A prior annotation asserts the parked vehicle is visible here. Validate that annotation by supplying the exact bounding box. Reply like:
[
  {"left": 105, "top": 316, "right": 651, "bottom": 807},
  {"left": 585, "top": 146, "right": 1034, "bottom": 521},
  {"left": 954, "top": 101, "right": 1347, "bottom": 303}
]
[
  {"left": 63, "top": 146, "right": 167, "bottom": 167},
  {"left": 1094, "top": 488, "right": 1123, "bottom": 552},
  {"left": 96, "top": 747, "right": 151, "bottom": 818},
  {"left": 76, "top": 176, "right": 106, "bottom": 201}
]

*WHAT YOU WILL DO:* Rewrite the material with "parked vehicle" replaced by "stopped car", leaving everything else unchanged.

*EXERCISE RESPONSE:*
A prior annotation asserts the stopped car is visible here. Validate that annotation by supplying the exact bounding box. Reply like:
[
  {"left": 105, "top": 316, "right": 651, "bottom": 807},
  {"left": 585, "top": 146, "right": 1034, "bottom": 521},
  {"left": 954, "top": 101, "right": 1347, "bottom": 303}
]
[
  {"left": 63, "top": 146, "right": 167, "bottom": 167},
  {"left": 1094, "top": 488, "right": 1123, "bottom": 552},
  {"left": 96, "top": 747, "right": 151, "bottom": 818},
  {"left": 76, "top": 176, "right": 106, "bottom": 201}
]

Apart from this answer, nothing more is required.